======== Task data
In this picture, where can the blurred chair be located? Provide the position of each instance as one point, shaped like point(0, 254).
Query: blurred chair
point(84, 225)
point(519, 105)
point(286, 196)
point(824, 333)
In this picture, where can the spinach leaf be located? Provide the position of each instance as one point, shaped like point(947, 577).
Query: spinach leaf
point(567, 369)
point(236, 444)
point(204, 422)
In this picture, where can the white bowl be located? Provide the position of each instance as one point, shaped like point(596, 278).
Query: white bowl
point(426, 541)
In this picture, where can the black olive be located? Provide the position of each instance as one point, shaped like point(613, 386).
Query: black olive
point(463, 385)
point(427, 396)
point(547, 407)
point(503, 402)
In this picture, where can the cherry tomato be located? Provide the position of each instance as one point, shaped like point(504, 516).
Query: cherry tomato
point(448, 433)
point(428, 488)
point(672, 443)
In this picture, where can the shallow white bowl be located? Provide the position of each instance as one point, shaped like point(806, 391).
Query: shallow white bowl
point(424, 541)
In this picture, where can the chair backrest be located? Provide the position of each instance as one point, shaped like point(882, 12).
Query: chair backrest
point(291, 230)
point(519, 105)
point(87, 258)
================
Problem statement - Scan the lines above for the word "position", then copy each line that has it.

Result below -
In this picture, where can the blurred chair be located? Provide the position of each instance as one point, shaped like point(0, 254).
In this picture, where can the spinach leaf be located? Provide the position of each instance as one point, shaped like point(947, 577).
In this picture, where can the white bowl be located? Provide the position of each instance as one point, shaped like point(596, 278).
In this picture, where can the black olive be located? Provide the position of each instance as one point, shaped like point(613, 386).
In this picture, where can the cherry tomato be located? Provide the position of each instance as one point, shaped like point(504, 516).
In this picture, where can the shallow white bowl be located? Provide the position of each instance as one point, shaped like point(806, 391).
In this picture, where can the chair backrest be located? Provide the position of each instance as one point, shaped like point(882, 12).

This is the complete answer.